▶ [Available data]:
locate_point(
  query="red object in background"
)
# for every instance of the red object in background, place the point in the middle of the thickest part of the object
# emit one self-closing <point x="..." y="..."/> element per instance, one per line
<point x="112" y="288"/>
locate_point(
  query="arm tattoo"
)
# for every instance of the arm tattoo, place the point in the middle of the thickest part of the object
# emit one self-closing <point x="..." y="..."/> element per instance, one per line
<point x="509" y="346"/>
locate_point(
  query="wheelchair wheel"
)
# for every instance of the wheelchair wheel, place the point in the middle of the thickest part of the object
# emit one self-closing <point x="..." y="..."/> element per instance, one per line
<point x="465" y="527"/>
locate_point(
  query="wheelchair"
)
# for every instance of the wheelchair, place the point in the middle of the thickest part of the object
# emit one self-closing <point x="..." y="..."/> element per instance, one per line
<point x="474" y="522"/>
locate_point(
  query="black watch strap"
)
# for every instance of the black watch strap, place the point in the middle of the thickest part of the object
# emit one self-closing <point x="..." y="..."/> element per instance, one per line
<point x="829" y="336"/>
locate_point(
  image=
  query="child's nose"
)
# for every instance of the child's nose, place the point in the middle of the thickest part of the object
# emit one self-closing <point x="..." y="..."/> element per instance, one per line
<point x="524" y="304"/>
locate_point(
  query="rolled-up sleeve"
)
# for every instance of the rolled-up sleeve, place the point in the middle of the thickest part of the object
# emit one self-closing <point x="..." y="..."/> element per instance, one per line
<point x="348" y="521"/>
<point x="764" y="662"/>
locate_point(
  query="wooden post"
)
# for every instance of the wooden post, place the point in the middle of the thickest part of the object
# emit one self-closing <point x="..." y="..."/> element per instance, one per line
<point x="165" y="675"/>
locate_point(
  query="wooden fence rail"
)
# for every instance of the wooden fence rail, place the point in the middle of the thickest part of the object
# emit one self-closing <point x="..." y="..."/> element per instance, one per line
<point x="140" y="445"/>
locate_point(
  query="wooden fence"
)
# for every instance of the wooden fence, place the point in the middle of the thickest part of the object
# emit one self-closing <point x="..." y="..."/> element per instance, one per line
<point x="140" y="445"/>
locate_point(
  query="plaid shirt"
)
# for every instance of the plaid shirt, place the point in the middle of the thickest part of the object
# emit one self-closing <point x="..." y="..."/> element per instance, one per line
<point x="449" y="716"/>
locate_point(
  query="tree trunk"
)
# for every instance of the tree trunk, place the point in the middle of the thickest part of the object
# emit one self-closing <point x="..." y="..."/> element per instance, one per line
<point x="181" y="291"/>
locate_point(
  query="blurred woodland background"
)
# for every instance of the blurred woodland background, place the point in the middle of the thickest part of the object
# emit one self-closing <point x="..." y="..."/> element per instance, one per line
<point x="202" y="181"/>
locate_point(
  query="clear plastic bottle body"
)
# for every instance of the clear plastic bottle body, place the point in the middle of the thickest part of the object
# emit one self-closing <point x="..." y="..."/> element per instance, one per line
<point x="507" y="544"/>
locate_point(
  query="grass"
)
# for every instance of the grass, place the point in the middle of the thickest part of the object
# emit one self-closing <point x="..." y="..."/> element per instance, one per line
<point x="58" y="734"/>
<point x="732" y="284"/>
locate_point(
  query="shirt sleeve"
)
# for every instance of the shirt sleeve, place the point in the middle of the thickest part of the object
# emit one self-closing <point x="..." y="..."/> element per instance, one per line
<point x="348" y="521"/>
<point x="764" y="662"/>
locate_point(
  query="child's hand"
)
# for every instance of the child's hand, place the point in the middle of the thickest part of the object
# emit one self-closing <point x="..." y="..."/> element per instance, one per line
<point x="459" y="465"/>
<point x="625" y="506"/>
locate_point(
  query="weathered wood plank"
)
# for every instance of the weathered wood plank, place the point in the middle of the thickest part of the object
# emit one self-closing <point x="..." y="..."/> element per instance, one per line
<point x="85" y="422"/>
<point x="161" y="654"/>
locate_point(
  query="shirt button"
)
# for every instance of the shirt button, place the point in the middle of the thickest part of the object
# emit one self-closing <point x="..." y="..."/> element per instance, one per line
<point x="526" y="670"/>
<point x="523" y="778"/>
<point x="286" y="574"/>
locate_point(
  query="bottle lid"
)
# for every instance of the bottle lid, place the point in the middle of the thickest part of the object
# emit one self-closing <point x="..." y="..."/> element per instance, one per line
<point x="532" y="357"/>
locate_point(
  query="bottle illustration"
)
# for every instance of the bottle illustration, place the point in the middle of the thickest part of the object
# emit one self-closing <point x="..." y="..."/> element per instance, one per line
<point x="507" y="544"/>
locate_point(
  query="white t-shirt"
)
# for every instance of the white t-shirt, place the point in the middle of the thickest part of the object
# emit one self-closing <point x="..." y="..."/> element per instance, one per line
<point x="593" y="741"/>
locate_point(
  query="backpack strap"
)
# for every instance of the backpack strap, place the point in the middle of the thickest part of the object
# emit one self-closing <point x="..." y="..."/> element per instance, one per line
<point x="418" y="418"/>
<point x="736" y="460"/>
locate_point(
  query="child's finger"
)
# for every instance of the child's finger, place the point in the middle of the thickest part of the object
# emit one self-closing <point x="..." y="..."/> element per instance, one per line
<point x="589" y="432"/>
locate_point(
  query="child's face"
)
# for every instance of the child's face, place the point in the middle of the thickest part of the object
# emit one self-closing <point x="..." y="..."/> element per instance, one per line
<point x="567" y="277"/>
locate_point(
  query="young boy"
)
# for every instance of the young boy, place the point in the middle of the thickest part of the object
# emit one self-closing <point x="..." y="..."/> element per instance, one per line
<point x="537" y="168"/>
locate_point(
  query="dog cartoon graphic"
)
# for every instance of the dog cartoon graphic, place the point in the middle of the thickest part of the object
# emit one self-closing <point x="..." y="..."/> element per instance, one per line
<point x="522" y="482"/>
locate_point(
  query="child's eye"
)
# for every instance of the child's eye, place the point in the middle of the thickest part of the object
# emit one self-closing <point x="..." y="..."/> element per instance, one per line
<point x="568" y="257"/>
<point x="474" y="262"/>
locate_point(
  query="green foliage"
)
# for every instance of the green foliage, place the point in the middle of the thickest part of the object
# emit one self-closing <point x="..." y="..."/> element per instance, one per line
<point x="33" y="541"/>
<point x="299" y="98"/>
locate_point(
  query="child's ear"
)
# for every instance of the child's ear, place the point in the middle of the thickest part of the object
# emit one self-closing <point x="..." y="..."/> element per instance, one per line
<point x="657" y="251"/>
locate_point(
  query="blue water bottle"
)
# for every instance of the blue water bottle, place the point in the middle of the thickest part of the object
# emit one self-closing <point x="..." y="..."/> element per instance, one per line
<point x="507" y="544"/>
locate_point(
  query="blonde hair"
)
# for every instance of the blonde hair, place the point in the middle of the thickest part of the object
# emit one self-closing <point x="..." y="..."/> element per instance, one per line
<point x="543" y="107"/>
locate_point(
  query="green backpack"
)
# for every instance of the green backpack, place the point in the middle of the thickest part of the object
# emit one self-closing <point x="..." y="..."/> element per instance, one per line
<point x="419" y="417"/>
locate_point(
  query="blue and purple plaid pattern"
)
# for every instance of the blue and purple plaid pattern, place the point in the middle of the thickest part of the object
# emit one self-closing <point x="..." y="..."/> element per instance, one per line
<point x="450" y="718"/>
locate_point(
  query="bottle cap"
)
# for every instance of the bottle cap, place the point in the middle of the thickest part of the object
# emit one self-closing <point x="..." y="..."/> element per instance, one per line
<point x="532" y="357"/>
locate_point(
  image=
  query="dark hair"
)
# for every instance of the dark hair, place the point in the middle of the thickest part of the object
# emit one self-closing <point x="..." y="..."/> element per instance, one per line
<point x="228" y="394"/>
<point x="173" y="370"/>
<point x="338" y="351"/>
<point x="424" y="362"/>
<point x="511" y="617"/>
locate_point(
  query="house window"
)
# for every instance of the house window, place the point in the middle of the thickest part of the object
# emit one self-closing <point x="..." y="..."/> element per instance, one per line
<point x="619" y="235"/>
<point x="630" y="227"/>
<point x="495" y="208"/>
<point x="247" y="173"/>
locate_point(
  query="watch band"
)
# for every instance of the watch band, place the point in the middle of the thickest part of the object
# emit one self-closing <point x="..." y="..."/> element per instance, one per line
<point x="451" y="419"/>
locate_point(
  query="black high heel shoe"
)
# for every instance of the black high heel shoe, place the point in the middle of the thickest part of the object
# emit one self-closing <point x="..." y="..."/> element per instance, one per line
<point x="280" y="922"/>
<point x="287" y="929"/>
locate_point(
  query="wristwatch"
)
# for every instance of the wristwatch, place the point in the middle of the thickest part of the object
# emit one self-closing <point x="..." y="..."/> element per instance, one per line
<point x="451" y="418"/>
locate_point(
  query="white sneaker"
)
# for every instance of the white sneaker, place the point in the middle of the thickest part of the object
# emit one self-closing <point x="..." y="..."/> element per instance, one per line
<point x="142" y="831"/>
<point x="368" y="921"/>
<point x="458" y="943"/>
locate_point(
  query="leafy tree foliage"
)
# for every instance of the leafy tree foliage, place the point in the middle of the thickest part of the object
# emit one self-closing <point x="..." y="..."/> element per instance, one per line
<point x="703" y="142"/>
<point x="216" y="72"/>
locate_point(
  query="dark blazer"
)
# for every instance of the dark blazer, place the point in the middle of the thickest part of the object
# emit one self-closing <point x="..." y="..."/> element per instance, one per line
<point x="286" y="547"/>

▶ [Given task]:
Collect every line of the entries above that contains the word "hand", treating uppercase and lowercase as different.

▶ [The completed task]:
  query="child's hand"
# for every instance of the child's hand, place the point in the middle of the thickest part of the object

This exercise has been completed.